_Source excerpt_
※

Vegan Scallops with Sweet Corn Tarragon Sauce

Breakfast

March 22, 2026

Looking for a dish that screams ‘gourmet chef’ but comes together in under 30 minutes? You’ve found it. These incredible vegan ‘scallops’ use the magic of king oyster mushrooms to replicate the tender, meaty texture of the real thing. Paired with a velvety, sweet corn and tarragon sauce, this is the perfect recipe to impress guests or for a special weeknight treat. It’s a win-win: a restaurant-quality meal that leaves you plenty of time to relax!

Ingredients

• 1 lb 454 g king oyster mushrooms
• 2 tsp 10 ml extra virgin olive oil, divided
• 2 Tbsp 30 ml chopped shallots
• 1 clove garlic, minced
• ¾ cup 180 ml frozen sweet yellow corn
• 1 cup 240 ml low-sodium, gluten-free vegetable broth
• 2 pinches each sea salt and freshly ground black pepper, divided
• 1 tsp 5 ml chopped fresh tarragon leaves
• Pinch curry powder

Instructions

1. First, prepare the sauce. Heat 1 tsp (5 ml) of olive oil in a saucepan over medium heat. Cook the shallots and garlic for about 1 minute until soft but not brown.

※

_Directive_
Answer these questions about the scallops recipe above:
(a) Which mushrooms does the recipe use to replicate the texture of scallops?
(b) How much frozen sweet yellow corn does the ingredient list call for?
(c) How long are the shallots and garlic cooked in the first instruction step?

[Records excerpted from a collection]

※

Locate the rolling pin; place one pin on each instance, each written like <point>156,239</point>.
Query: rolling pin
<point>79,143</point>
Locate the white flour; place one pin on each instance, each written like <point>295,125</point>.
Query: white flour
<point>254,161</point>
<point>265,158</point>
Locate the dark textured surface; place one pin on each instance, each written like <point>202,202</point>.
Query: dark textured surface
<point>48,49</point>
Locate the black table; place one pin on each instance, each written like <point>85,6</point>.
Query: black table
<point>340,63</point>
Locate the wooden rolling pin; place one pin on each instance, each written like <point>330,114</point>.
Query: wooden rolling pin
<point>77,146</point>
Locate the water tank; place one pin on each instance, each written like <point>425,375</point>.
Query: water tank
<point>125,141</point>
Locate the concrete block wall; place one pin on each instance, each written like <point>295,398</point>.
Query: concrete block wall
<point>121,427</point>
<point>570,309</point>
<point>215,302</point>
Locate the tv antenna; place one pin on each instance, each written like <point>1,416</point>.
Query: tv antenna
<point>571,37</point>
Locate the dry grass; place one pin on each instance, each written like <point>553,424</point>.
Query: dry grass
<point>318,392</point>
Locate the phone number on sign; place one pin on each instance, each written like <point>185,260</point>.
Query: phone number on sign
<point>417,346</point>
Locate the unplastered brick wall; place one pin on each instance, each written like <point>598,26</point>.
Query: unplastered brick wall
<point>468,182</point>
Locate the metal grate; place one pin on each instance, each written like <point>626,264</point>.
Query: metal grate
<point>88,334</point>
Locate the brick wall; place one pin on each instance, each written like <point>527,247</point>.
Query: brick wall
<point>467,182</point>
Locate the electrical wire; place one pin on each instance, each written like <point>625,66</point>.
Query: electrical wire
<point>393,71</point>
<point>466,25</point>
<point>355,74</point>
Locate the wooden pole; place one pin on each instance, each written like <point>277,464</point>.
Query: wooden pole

※

_Reply_
(a) King oyster mushrooms
(b) ¾ cup (180 ml)
(c) About 1 minute, until soft but not brown